[REQUIREMENT] Count the lines that contain the word "bird", with case taken into account, and give only the number.

[Bounding box annotation entries]
****************

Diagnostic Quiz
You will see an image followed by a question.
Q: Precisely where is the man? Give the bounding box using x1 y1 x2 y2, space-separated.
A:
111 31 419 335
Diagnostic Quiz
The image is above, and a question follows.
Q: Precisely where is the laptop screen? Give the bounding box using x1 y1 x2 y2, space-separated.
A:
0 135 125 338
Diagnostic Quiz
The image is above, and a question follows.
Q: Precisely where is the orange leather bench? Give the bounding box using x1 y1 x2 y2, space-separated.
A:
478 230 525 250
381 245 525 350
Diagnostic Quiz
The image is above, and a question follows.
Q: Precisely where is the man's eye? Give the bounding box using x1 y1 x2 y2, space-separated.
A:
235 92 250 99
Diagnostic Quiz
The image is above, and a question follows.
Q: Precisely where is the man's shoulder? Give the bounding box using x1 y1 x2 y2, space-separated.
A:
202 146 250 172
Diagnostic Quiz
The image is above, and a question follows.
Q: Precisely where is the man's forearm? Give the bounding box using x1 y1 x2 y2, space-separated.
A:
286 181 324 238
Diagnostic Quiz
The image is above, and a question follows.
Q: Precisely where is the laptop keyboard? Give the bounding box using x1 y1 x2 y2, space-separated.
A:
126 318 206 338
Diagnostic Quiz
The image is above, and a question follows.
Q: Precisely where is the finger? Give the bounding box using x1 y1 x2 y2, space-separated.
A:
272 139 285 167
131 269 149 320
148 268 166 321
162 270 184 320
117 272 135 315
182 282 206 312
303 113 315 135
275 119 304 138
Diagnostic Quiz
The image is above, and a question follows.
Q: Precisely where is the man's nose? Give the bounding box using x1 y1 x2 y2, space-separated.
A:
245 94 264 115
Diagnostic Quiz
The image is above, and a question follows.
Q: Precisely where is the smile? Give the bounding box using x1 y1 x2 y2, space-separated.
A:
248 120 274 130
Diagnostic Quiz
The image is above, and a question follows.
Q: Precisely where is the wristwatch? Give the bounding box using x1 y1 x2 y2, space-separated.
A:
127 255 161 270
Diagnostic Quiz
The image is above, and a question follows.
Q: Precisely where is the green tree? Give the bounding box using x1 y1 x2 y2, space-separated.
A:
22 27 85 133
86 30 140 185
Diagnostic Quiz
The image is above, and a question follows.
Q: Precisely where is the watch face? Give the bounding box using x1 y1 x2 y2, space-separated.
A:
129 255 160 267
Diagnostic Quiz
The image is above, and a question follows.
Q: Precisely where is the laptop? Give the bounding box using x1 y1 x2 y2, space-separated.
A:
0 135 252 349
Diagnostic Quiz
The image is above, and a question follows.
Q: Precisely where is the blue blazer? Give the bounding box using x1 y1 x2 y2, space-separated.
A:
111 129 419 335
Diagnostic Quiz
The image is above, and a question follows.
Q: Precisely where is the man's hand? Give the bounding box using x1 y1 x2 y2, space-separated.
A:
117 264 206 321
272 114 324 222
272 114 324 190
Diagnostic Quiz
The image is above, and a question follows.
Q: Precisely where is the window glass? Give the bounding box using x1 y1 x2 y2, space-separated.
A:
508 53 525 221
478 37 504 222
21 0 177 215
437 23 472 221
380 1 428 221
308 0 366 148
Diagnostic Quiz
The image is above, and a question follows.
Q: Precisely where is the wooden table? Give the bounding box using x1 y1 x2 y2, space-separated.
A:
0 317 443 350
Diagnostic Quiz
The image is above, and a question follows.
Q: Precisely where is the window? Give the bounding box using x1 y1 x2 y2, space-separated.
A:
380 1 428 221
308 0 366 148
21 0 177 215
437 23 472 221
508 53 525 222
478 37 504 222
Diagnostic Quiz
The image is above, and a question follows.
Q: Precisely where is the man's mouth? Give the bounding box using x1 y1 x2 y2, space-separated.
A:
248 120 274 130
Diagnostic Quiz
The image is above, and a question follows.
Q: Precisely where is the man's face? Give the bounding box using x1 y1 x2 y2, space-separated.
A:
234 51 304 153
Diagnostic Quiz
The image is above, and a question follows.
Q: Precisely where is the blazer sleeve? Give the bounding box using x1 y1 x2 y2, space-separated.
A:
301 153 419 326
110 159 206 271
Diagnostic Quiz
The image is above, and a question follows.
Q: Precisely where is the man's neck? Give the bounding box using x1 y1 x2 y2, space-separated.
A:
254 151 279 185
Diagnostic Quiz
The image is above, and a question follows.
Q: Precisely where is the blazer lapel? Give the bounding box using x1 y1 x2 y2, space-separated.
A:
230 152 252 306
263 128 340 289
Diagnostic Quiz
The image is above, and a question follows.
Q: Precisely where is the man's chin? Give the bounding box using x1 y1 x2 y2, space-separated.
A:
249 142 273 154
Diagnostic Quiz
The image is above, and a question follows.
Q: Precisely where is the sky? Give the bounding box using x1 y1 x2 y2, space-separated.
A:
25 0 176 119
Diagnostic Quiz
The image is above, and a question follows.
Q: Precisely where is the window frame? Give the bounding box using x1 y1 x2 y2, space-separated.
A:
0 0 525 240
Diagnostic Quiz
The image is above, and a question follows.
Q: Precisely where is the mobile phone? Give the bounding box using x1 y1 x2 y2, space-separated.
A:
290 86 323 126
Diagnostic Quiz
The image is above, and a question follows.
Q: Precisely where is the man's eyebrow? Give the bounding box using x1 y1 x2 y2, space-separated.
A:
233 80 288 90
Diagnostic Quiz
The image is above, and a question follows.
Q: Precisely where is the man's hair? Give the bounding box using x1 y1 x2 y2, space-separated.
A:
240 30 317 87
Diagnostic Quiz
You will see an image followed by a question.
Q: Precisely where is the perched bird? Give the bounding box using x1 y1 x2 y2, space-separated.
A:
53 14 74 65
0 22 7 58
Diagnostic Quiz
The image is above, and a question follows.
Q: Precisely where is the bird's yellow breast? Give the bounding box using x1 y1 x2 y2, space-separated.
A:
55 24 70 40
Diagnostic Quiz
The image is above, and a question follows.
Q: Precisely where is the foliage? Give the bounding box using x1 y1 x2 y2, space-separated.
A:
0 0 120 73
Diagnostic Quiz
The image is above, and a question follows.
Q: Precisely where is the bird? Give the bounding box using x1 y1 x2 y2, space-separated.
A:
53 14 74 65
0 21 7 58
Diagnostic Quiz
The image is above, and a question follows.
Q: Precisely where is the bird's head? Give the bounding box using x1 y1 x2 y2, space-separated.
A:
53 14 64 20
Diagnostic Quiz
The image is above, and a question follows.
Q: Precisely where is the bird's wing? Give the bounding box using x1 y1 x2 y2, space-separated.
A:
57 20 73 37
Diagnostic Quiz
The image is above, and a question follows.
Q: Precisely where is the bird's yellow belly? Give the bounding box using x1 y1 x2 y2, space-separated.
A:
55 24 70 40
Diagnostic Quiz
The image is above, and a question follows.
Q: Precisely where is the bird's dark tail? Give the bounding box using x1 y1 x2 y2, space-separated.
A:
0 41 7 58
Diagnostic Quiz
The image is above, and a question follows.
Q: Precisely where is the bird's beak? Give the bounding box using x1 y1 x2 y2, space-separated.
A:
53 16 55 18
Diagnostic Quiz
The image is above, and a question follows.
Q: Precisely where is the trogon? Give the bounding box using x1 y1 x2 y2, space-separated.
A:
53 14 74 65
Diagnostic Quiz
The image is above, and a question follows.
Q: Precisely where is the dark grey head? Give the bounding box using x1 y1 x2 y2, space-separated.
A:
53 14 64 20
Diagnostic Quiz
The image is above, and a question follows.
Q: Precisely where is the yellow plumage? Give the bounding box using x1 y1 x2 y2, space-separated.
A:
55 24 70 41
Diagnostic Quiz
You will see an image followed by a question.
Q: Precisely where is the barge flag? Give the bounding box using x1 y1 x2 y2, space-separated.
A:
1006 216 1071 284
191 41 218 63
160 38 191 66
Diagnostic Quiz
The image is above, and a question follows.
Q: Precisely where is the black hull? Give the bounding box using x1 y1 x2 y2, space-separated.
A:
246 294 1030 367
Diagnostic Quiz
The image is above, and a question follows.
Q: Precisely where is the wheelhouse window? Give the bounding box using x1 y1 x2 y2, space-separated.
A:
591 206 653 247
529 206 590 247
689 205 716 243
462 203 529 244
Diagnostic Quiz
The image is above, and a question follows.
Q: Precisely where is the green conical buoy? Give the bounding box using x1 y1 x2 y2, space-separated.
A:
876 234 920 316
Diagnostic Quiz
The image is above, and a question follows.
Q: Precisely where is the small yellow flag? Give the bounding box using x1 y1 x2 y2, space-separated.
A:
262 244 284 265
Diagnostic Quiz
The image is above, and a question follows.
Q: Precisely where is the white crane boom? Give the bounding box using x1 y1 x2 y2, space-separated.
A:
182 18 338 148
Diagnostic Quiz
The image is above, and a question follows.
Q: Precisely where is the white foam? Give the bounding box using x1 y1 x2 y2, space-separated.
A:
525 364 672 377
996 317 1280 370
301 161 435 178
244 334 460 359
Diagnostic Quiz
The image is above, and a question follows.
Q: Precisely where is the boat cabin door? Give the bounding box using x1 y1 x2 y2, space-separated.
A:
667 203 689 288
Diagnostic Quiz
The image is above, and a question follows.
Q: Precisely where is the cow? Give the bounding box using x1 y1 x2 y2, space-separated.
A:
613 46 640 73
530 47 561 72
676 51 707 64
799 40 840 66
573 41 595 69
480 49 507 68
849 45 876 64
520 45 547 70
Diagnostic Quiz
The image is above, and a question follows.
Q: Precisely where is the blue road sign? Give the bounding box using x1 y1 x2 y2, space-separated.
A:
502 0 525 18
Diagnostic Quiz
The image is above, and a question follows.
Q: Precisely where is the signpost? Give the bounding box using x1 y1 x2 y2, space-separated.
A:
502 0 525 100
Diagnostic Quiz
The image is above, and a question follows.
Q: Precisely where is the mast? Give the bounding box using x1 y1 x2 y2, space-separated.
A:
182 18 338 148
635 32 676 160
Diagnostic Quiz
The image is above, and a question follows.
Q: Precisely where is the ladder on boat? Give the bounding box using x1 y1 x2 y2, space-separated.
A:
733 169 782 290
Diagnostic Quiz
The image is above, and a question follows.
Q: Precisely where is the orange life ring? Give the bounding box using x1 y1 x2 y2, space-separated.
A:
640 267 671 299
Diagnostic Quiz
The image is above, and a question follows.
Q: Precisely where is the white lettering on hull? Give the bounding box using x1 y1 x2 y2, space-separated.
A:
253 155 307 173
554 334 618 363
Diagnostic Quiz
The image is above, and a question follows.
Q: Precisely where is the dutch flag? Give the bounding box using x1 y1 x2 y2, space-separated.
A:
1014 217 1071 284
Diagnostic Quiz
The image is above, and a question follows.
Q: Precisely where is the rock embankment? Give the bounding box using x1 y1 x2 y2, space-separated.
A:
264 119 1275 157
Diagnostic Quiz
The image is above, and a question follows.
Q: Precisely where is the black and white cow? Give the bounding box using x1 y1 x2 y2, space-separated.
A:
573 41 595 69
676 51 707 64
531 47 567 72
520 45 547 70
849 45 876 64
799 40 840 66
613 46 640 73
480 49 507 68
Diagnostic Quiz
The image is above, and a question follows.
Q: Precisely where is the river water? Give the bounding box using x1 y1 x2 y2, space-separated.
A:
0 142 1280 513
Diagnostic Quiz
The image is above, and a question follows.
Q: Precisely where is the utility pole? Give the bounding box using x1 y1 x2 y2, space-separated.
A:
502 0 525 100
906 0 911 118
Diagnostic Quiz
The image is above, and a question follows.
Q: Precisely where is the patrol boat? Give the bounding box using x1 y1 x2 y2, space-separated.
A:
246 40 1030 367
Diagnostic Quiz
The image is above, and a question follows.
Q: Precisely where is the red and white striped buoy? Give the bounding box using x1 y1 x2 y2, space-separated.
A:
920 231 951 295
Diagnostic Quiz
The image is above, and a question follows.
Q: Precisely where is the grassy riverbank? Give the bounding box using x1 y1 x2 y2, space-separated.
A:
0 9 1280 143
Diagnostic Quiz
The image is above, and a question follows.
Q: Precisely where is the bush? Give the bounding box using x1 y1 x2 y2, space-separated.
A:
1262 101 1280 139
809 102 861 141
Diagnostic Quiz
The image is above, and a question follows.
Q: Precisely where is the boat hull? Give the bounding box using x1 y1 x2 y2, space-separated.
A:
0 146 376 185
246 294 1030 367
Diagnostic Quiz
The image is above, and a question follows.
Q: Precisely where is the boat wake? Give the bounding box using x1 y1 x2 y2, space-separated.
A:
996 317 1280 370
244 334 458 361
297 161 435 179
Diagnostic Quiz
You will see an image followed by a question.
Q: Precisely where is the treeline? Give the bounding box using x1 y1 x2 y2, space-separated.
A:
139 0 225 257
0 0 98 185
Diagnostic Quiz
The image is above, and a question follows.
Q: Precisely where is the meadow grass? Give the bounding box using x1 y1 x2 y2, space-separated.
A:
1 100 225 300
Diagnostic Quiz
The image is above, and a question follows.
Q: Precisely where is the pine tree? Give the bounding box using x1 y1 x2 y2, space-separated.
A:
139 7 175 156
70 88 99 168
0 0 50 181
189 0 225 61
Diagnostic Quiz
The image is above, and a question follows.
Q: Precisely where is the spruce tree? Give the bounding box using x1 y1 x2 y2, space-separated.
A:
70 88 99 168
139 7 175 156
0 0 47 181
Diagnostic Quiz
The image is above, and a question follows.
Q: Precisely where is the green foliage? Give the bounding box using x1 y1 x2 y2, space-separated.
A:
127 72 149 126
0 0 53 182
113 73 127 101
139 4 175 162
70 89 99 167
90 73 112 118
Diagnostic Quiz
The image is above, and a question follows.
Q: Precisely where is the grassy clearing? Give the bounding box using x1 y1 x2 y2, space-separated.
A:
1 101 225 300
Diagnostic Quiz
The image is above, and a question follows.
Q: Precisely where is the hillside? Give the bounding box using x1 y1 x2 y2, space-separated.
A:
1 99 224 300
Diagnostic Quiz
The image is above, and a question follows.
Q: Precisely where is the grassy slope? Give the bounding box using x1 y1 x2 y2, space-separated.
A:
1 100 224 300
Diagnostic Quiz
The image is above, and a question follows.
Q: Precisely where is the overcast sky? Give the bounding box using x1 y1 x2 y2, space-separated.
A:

****************

[RESULT FOR THIS TASK] 8